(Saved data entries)
☆ ☆ ☆ ☆ ☆ ☆ ☆
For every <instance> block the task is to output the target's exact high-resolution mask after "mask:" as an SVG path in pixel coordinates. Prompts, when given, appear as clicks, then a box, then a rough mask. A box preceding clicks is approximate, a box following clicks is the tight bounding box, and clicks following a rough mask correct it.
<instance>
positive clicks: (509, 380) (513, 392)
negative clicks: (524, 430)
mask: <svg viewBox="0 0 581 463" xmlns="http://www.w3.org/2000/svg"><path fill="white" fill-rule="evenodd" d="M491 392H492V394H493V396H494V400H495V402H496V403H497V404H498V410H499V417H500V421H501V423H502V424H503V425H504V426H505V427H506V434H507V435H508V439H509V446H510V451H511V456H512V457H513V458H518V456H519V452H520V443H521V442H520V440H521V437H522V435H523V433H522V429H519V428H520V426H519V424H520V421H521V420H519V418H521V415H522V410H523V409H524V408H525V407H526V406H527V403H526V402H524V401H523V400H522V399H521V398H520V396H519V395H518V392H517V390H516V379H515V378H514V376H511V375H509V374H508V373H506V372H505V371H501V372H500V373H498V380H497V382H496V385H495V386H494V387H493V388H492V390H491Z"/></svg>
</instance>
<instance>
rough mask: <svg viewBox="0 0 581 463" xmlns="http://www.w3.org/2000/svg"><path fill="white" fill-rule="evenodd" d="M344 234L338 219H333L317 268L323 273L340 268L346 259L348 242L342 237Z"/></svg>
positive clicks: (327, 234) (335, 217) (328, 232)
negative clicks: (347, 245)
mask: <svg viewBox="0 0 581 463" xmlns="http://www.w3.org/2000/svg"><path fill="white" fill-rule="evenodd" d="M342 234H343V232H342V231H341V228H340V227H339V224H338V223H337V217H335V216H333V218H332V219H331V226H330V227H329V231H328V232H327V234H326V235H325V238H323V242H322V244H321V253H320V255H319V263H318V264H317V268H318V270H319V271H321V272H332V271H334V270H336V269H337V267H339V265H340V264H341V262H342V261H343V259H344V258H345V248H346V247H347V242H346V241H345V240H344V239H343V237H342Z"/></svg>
☆ ☆ ☆ ☆ ☆ ☆ ☆
▶ Your instructions
Give back all the data exactly as it was written.

▶ Task response
For every <instance> block the task is to output the target's exact high-resolution mask after "mask:" as an SVG path in pixel coordinates. Prompts, when given, appear as clicks, then a box, then a rough mask. A box preceding clicks is approximate, a box following clicks is the tight bounding box, and clicks following a rough mask correct it.
<instance>
positive clicks: (509, 380) (513, 392)
negative clicks: (524, 430)
mask: <svg viewBox="0 0 581 463" xmlns="http://www.w3.org/2000/svg"><path fill="white" fill-rule="evenodd" d="M491 392H492V394H493V396H494V400H495V402H496V403H497V404H498V410H499V417H500V421H501V423H502V424H503V425H504V426H505V427H506V434H507V435H508V439H509V446H510V451H511V456H512V457H513V458H518V456H519V452H520V443H521V442H520V440H521V437H522V435H523V433H522V429H519V428H520V426H519V424H520V421H521V420H519V418H521V415H522V410H523V409H524V408H525V407H526V406H527V403H526V402H524V401H523V400H522V399H521V398H520V396H519V395H518V392H517V390H516V379H515V378H514V376H511V375H509V374H508V373H506V372H505V371H501V372H500V373H498V380H497V382H496V385H495V386H494V387H493V388H492V390H491Z"/></svg>
</instance>
<instance>
rough mask: <svg viewBox="0 0 581 463" xmlns="http://www.w3.org/2000/svg"><path fill="white" fill-rule="evenodd" d="M344 234L338 219H333L317 268L323 273L340 268L346 259L348 242L342 237Z"/></svg>
positive clicks: (327, 234) (335, 217) (328, 232)
negative clicks: (347, 245)
mask: <svg viewBox="0 0 581 463" xmlns="http://www.w3.org/2000/svg"><path fill="white" fill-rule="evenodd" d="M342 234H343V232H342V231H341V228H340V227H339V224H338V223H337V217H335V216H333V218H332V219H331V226H330V227H329V231H328V232H327V234H326V235H325V238H323V242H322V244H321V253H320V255H319V263H318V264H317V268H318V270H319V271H321V272H332V271H334V270H336V269H337V267H339V265H340V264H341V262H342V261H343V259H344V258H345V248H346V247H347V242H346V241H345V240H344V239H343V237H342Z"/></svg>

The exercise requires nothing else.